Consignes –
**A.** Traduisez en anglais la phrase suivante de l'extrait : « Ce n'est pas le marché qui est supposé ici réduire les émissions, il n'a qu'un rôle d'adaptation. »
**B.** D'après l'extrait, quel quota serait tout à fait acceptable ?
**C.** Indiquez si chacun des énoncés suivants concorde avec l'extrait, en citant les mots décisifs : (i) le gros des réductions doit se faire dans les pays industrialisés ; (ii) la croissance actuelle n'est plus destructrice ; (iii) les quotas transférables ne s'appliquent qu'aux industriels.

Extrait choisi –
++++++++++

Que sont les quotas transférables par rapport aux écotaxes ? Une vente en gros mais surtout qui ne s'applique qu'aux industriels et s'engage sur des résultats plutôt que de s'en remettre au prix. Ce n'est pas le marché qui est supposé ici réduire les émissions, il n'a qu'un rôle d'adaptation. C'est donc beaucoup plus acceptable que les écotaxes et non pas moins. Ici c'est une réduction effective qui est exigée, pas un simple coût supplémentaire qui serait un véritable "droit à polluer". Les "droits à polluer" devraient sans doute être une taxation en rapport avec les investissements nécessaires pour réduire les émissions de CO2, mais l'essentiel c'est l'objectif de réduction. C'est exactement ce qu'il faut faire : des résultats, pas du baratin. Cela ne veut pas dire que là aussi il suffit de fermer les yeux et de laisser faire les marchés sans garde fous. L'argument principal pour des "quota transférables", c'est de préserver le développement des pays du tiers-monde et de constituer un transfert de technologie aux pays les moins avancés. C'est donc à l'international que c'est intéressant et surtout pour le tiers-monde. Mais il ne faut pas que le montant des "quota" (donc pas tout) soit trop important car le gros des réductions doit se faire dans les pays industrialisés puisque ce sont les plus gros pollueurs. Le libéralisme actuel est bien inadmissible. Un quota de 10% serait par contre tout-à-fait acceptable. Nous devons donc exiger une limitation et un meilleur contrôle de ce mécanisme, c'est l'objet de la négociation. Mais quelle critique peut-on faire à un système qui réduit ses émissions locales tout en aidant les pays moins avancés à améliorer leurs rendements énergétiques ? Quelle est l'alternative à court terme ? Le marché de ces transferts doit être mieux organisé mais il ne faut pas se tromper de cibles, c'est l'insuffisance des mesures que nous devons critiquer, pas le transfert aux pays pauvres de la réduction des émissions de CO2. La marchandisation de la vie est bien avancée, nous devons nous y opposer de toutes nos forces mais pas en s'opposant à ces mesures nécessaires à notre solidarité planétaire.
2. Mesures symboliques ou solution globale
Le premier pas de Kyoto est bien timide mais aujourd'hui que la croissance est revenue pour une longue période, la question se fait plus pressante. Comment pourrons-nous supporter plus longtemps ce productivisme effréné ? Bien sûr cette croissance pourrait être une croissance écologique, un développement des personnes, des services, de la formation, des biens immatériels. Bien sûr les potentialités sont là mais il faudrait la volonté d'en tirer parti au plus vite car il ne faut pas se cacher que la croissance actuelle est encore immensément destructrice et qu'on ne pourra plus longtemps encore dire "après-nous le déluge".

++++++++++

Lignes extraites –
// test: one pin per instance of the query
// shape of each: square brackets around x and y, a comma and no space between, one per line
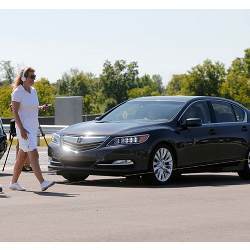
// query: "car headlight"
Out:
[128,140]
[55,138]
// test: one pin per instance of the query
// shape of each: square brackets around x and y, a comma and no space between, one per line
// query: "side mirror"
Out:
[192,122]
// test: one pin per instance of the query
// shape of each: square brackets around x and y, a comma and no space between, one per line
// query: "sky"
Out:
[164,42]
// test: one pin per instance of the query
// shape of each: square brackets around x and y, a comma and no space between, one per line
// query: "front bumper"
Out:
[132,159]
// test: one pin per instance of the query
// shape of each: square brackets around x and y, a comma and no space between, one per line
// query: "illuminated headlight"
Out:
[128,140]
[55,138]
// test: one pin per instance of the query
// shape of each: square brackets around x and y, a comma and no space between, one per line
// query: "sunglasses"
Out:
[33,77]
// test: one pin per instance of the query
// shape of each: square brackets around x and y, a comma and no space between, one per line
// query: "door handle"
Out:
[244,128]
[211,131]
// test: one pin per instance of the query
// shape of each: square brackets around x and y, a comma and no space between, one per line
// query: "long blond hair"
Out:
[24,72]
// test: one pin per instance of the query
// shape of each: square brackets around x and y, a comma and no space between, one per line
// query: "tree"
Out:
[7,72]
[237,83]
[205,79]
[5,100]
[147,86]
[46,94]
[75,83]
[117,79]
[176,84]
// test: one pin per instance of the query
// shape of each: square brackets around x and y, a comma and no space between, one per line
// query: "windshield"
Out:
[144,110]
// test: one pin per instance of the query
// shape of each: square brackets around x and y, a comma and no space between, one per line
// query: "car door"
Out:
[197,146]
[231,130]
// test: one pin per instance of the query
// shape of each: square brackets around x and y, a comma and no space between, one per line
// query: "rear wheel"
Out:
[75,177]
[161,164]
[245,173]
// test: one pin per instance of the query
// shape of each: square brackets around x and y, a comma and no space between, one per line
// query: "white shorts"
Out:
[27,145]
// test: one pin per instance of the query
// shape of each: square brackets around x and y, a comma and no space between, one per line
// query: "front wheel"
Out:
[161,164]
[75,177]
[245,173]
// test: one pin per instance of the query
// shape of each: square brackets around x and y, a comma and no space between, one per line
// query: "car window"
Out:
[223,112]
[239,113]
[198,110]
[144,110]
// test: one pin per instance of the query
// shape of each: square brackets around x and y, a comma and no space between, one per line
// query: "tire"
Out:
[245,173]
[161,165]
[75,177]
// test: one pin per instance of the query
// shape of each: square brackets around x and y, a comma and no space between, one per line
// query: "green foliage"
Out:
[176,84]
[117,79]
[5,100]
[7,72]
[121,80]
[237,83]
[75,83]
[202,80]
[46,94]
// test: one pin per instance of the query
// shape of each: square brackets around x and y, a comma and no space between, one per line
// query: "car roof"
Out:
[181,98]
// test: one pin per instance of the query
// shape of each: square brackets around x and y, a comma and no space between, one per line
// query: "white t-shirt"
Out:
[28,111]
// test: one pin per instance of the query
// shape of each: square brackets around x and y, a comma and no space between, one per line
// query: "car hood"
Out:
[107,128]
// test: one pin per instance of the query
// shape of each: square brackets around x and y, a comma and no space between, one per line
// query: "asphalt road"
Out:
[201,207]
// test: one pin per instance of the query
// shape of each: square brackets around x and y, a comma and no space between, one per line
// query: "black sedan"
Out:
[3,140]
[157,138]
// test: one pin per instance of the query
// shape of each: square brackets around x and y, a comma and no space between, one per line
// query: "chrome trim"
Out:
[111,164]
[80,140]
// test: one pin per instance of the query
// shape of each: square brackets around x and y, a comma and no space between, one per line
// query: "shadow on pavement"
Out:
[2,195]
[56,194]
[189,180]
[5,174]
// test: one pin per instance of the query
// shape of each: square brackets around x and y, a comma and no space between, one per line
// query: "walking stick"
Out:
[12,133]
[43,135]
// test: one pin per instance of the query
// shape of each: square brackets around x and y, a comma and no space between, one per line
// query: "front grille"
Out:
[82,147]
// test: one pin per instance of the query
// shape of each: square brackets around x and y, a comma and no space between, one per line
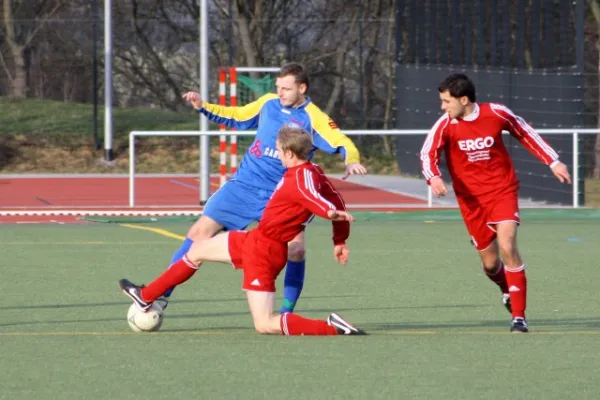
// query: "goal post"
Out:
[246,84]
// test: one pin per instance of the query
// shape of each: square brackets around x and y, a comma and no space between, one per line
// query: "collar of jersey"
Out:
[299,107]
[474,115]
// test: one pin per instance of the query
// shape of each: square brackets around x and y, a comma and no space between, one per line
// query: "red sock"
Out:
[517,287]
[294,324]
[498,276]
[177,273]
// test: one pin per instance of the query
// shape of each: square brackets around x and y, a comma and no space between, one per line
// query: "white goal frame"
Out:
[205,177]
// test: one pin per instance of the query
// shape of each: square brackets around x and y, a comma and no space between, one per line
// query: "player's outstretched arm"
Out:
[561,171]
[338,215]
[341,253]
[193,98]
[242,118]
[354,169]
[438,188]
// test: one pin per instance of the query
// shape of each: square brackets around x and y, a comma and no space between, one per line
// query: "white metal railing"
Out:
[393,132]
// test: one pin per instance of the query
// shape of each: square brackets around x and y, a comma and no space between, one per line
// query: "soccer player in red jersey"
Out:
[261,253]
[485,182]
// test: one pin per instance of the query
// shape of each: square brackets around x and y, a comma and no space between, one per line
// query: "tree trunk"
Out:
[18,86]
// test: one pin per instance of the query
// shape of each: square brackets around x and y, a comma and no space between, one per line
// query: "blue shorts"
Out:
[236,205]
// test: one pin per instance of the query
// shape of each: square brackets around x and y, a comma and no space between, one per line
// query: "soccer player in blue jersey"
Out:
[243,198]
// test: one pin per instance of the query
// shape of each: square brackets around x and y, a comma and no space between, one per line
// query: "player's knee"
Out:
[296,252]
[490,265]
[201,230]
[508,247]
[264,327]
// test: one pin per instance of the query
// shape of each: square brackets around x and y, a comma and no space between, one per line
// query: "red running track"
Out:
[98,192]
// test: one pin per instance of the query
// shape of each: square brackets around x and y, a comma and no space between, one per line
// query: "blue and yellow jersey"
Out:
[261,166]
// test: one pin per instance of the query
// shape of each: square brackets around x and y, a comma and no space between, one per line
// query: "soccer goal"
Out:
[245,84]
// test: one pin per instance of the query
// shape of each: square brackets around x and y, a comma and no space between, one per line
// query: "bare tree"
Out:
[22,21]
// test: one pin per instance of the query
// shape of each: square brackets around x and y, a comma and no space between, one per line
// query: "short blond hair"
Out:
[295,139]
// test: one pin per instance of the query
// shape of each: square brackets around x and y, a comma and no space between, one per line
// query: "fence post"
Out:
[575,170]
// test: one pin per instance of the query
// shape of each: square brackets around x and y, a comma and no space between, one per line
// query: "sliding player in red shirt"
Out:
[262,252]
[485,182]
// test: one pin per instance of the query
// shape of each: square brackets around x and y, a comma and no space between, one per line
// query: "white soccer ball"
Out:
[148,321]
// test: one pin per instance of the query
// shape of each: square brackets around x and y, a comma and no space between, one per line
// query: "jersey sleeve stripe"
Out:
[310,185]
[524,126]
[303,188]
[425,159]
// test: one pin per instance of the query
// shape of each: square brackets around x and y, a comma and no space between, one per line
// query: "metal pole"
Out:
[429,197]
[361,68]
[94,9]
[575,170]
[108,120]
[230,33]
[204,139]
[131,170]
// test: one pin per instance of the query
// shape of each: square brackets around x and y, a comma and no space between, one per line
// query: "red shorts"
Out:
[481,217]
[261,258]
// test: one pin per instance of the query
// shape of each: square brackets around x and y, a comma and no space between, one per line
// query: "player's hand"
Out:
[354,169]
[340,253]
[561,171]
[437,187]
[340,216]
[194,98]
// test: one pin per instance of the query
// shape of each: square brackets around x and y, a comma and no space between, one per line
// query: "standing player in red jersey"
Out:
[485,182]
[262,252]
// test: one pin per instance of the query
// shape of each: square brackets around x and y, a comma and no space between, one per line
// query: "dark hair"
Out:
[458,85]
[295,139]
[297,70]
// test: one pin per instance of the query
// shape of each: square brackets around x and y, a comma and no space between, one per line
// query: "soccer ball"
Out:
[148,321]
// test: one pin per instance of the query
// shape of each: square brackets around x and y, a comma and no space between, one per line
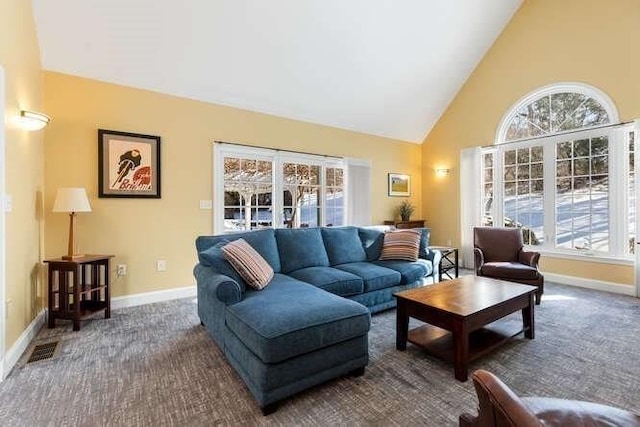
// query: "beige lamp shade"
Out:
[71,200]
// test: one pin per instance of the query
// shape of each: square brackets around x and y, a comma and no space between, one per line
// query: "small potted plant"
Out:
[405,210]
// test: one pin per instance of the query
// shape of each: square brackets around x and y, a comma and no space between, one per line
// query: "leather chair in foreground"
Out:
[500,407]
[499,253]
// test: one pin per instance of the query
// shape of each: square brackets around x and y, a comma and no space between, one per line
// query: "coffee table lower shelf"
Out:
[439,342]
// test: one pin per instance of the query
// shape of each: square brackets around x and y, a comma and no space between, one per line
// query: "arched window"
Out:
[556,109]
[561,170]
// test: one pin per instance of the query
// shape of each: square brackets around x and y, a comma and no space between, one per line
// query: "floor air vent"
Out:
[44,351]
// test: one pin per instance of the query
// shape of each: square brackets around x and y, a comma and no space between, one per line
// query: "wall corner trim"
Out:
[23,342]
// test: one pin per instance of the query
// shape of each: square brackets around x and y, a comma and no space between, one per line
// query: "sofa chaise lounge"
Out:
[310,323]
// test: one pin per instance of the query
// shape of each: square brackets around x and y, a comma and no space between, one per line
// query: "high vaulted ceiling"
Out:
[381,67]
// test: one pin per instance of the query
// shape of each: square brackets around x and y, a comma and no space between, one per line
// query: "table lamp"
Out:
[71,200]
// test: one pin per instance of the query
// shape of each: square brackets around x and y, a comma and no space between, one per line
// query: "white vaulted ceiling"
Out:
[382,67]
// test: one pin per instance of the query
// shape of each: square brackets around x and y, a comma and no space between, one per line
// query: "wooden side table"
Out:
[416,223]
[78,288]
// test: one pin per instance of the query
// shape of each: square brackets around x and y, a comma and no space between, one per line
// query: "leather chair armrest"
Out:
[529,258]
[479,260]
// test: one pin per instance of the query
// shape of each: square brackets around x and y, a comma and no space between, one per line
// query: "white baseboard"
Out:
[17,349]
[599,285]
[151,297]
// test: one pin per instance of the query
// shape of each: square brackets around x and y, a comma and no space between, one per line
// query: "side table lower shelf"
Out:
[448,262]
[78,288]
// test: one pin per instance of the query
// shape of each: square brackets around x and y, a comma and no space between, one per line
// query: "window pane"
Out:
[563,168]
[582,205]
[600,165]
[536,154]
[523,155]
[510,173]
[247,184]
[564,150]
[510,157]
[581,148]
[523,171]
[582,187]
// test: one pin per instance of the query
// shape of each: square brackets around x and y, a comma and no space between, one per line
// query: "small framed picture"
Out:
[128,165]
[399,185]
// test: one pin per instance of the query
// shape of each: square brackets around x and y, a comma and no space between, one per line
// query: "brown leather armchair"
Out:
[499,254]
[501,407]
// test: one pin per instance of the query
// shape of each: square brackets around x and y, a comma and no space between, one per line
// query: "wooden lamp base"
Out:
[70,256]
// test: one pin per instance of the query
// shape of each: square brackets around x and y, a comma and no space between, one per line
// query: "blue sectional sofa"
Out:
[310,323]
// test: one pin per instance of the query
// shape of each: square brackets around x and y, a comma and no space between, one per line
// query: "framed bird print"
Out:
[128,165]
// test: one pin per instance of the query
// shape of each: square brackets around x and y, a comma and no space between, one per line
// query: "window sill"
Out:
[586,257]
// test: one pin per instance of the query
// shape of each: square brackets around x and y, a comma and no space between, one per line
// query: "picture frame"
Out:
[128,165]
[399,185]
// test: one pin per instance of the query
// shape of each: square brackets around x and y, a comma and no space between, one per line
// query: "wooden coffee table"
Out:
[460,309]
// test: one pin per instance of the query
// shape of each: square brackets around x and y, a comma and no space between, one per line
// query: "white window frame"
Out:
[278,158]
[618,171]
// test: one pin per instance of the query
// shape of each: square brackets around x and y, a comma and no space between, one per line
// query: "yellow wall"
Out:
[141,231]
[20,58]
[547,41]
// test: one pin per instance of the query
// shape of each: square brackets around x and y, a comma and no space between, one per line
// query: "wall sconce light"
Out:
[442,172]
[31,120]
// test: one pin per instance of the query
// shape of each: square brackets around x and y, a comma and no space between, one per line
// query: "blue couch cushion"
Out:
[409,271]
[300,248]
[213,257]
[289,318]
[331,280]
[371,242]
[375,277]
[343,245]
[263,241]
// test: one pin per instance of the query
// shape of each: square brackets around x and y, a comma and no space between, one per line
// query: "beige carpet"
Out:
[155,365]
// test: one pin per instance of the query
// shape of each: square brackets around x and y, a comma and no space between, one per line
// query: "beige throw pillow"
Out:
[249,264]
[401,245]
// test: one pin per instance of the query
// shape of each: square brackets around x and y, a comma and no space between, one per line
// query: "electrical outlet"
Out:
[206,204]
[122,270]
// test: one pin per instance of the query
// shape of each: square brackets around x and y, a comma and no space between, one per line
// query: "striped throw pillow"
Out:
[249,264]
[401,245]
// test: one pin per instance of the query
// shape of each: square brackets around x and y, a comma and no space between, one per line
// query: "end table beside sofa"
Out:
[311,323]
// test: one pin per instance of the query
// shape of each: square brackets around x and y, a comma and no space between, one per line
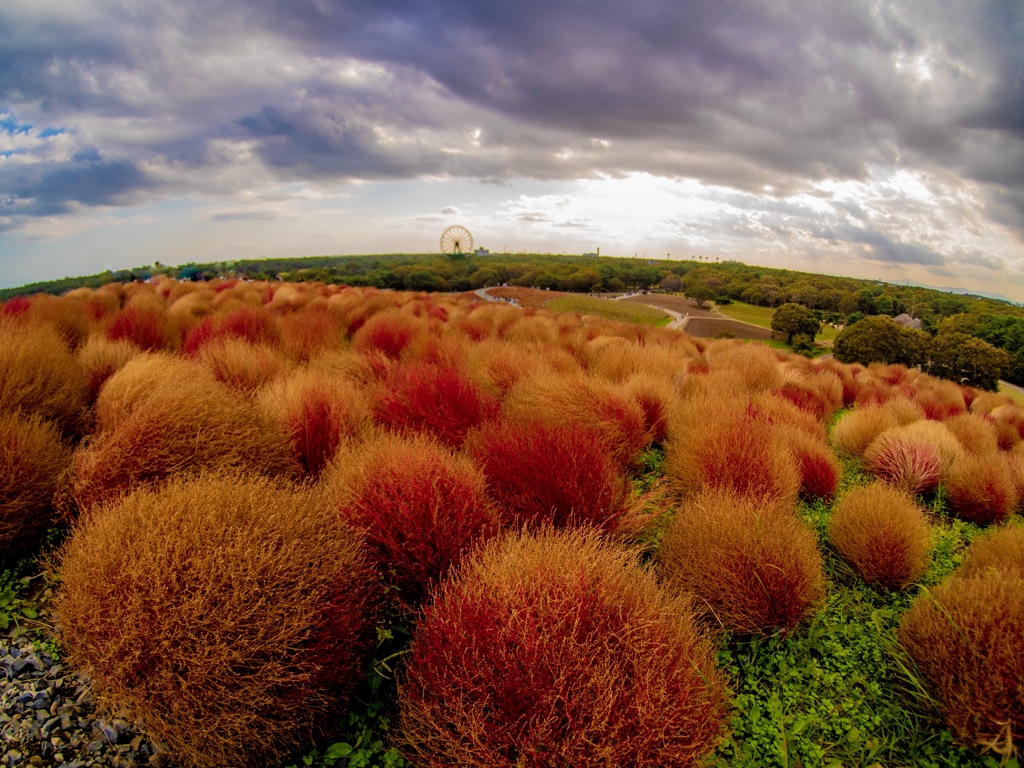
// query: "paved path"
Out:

++++++++++

Réponses –
**A.** It is not the market that is supposed to reduce emissions here; it plays only an adaptive role.

**B.** Un quota de 10 %.

**C.**
(i) Oui : « le gros des réductions doit se faire dans les pays industrialisés ».
(ii) Non : « la croissance actuelle est encore immensément destructrice ».
(iii) Oui : « qui ne s'applique qu'aux industriels ».